Répondez aux questions suivantes d'après l'extrait ci-dessous :
(a) Sur quels deux volets porte la contribution provisoire que de nombreux pays ont été invités à communiquer ?
(b) Quel organisme scientifique international a décrété périlleuse l'augmentation du taux de CO2 dans l'atmosphère ?
(c) Depuis quel événement le système économique mondial diffuse-t-il d'énormes quantités de gaz à effet de serre ?

EXTRAIT RETENU
####################

Contribution provisoire de l'Algérie à la COP21 (analyse) #2
"Si pour les occidentaux, l’économie verte signifie une économie sobre en carbone, pour nous pays africains, il s’agit surtout de développement, de croissance, d’investissements, d’emplois, d’accès à l’eau, à la santé, à l’éducation et d’éradication de la pauvreté"
#2 Il n'y a pas encore de vision vraiment maghrébine du Climat dans le projet climatique Algérien...
Introduction:
En préambule au processus final des négociations de la COP21 de Paris, de nombreux pays ont été invités à communiquer leur contribution provisoire en matière d’adaptation et d’atténuation de leurs émissions nationales de gaz à effet de serre (GES). Qu’en est-il de l’Algérie ? Quelles sont ses ambitions affichées dans sa copie officielle ? Que penser également de sa posture, de l’état d’esprit dans lequel sa diplomatie semble s’être engagée ? Pouvons-nous en partager toutes les positionnements, ainsi que l’optimisme ?
Avant de s’attacher à répondre à de tels légitimes questionnements , j’aimerais prendre le temps de rappeler à ceux de mes lecteurs et lectrices qui l’ignorent encore pourquoi ce fameux indice GES est devenu si important en matière de négociations climatiques.
En effet, il semblerait que le CO2 (mais pas le seul) soit un des principaux éléments favorisant l’effet de serre. L’augmentation de son taux dans la composition de l’atmosphère a été décrétée par un organisme scientifique international (le GIEC) comme extrêmement périlleuse pour la « stabilité » du climat mondial. Car l’effet de serre en question provoquerait des « dérèglements » climatiques si la température globale de la planète venait à dépasser les 2 degrés d’ici 2020. Dans ce dérèglement, qui a été modélisé par les hyper calculateurs à la disposition d’un cercle très restreint de citoyens du monde, il apparait que non seulement les changements actuels du climat sont bien réels et durables, mais que le système économique mondial en est le principal accélérateur. À cause justement des énormes quantités d’émissions de gaz à effet de serre qu’il diffuse dans l’atmosphère depuis l’avènement de la révolution industrielle.
Tout un régime global, au sens littéral de « cadre », s’est développé autour de ce postulat scientifique. Tout un système de négociations, de processus politiques, de conceptions économiques, de gouvernances environnementales, et même de paradigmes philosophiques, ont émergés au fil de chacune des vingt dernières COP sur le Climat. A un tel point qu’il est possible de se demander si ces dernières ne sont pas surtout de formidables laboratoires de gouvernance mondiale, où l’aspect écologique aurait très peu de poids face à des prérogatives d’ordre géopolitiques et socio-économiques. Le Climat, il me semble, dans cette affaire fait office avant tout de radical commun, impossible à éluder politiquement pour aucun état-nation un tant soit peu soucieux de ménager son opinion publique.
Mais cette réflexion devra faire l’objet d’un article ultérieur pour être formulée plus en détail. Il est temps de revenir à notre sujet principal ; à savoir la valeur de la contribution provisoire algérienne dans ce régime climatique mondial.

####################

LISTE DES ENTRÉES
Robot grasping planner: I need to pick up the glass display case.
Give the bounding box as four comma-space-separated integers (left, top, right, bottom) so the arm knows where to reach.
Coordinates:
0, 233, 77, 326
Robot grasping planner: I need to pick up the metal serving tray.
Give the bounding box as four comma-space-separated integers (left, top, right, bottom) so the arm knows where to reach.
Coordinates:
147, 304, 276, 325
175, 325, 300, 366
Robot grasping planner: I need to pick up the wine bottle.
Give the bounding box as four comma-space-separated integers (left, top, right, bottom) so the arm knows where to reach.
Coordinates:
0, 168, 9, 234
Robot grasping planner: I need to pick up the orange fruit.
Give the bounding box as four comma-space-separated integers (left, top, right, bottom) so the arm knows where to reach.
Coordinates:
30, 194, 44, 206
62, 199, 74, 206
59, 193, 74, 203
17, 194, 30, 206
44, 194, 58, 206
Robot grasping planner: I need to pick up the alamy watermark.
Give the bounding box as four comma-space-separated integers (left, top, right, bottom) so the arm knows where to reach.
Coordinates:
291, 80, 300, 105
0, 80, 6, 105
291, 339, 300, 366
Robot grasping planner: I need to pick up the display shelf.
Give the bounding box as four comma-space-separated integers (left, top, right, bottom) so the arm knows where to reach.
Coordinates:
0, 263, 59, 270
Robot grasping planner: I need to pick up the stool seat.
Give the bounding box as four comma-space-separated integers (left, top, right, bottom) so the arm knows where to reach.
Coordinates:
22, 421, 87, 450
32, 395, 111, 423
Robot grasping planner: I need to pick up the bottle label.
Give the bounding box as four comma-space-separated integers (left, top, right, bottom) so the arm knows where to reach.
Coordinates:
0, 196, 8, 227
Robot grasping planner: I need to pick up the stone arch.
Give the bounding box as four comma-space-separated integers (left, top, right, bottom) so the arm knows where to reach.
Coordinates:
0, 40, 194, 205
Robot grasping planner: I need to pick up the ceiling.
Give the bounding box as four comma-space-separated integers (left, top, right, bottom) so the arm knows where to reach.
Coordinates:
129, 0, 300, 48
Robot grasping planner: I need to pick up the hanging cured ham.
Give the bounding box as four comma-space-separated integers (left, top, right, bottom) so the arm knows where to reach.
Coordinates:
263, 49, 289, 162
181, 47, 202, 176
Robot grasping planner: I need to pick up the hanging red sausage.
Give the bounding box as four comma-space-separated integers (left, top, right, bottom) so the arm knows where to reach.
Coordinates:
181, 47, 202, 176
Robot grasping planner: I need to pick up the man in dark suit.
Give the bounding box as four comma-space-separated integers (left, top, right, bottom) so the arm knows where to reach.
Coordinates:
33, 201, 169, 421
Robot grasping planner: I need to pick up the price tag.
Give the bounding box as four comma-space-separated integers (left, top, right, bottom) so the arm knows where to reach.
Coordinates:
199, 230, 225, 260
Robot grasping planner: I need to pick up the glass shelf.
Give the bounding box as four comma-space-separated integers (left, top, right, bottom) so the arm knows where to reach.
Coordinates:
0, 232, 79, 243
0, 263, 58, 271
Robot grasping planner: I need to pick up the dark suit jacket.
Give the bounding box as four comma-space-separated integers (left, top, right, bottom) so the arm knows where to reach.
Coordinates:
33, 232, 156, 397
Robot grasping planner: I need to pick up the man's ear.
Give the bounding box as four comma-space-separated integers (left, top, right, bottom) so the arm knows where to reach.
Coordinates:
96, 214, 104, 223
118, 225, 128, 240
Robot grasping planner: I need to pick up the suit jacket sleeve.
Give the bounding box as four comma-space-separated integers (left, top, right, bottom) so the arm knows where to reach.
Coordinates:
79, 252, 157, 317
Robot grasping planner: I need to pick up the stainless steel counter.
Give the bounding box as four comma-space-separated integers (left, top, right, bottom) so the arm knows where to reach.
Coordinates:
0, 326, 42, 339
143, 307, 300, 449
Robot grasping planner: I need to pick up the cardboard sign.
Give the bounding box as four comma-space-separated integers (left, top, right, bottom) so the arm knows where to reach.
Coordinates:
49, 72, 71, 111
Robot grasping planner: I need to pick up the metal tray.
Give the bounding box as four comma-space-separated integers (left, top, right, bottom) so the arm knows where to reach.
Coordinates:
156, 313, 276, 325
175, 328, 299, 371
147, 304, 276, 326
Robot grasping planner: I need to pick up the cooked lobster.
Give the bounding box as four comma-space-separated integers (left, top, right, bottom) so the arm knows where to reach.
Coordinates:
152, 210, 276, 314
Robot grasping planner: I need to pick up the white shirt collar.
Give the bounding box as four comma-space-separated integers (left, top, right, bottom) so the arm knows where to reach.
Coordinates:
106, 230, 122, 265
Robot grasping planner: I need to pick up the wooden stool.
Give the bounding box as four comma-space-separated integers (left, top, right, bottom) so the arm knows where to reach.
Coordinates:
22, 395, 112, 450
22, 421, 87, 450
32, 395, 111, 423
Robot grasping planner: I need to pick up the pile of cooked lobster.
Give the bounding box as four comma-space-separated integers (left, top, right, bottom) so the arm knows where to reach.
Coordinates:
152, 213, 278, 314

####################

CORRIGÉ
(a) L'adaptation et l'atténuation de leurs émissions nationales de gaz à effet de serre (GES).
(b) Le GIEC.
(c) Depuis l'avènement de la révolution industrielle.